PROBLEM TO WORK ON :: Rescale the entries below by repeating every line, requests included, with each bounding box coordinate in the answers multiplied by 0.45 and rounded to a whole number, halves rounding up. Leave the pictures out of your answer.

RECORDS TO USE ::
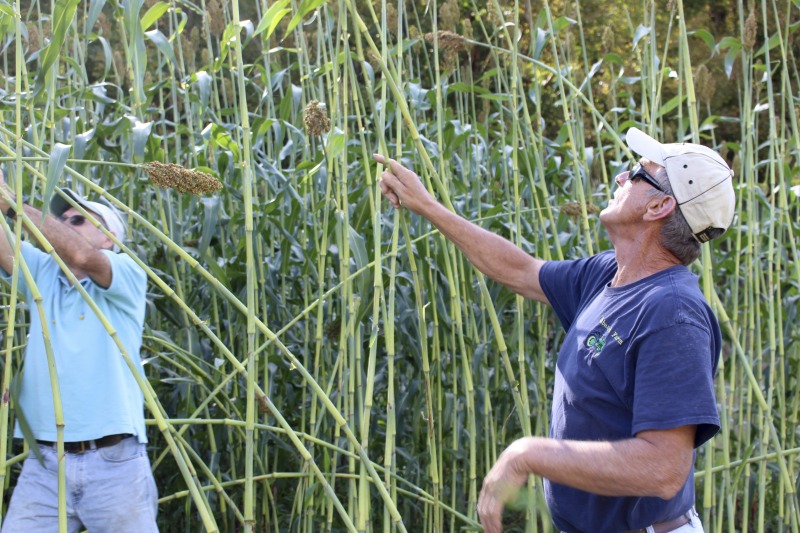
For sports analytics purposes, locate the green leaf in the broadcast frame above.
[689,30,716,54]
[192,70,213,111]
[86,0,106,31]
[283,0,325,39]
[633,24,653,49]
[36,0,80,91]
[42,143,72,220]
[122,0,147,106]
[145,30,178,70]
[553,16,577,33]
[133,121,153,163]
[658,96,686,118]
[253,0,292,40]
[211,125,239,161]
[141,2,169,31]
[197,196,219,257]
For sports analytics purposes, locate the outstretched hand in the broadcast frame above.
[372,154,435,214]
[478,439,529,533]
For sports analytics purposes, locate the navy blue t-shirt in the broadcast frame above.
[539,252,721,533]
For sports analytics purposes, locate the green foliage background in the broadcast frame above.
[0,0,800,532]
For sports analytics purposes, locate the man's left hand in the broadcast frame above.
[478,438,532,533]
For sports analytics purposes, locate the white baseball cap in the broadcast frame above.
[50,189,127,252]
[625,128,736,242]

TASK RESULT ::
For sports analytics purposes, locate the green leaf in the broadcast frame above.
[310,14,322,24]
[86,32,96,50]
[39,0,48,14]
[127,0,146,18]
[285,11,294,22]
[16,0,36,41]
[19,64,32,99]
[55,0,66,48]
[65,14,80,32]
[249,7,260,15]
[60,54,69,73]
[296,43,309,53]
[114,0,131,18]
[95,56,108,72]
[63,1,76,14]
[89,88,99,116]
For sports analytics purposes, locate the outstretched hand in the broadcast frame above.
[167,69,196,96]
[215,198,238,240]
For sports analytics purposes, locate the navy blue t-shirt in the broadcast frame above.
[243,113,324,240]
For sports analytics purposes, locate the green foliage background in the broadcast frame above.
[0,0,360,239]
For sports analytics purposes, locate the man's left hand in the broadcast frame above.
[215,197,239,240]
For sports analytics purposes, locate the white baseball cap in the broadcast frame above.
[23,85,57,113]
[281,58,331,109]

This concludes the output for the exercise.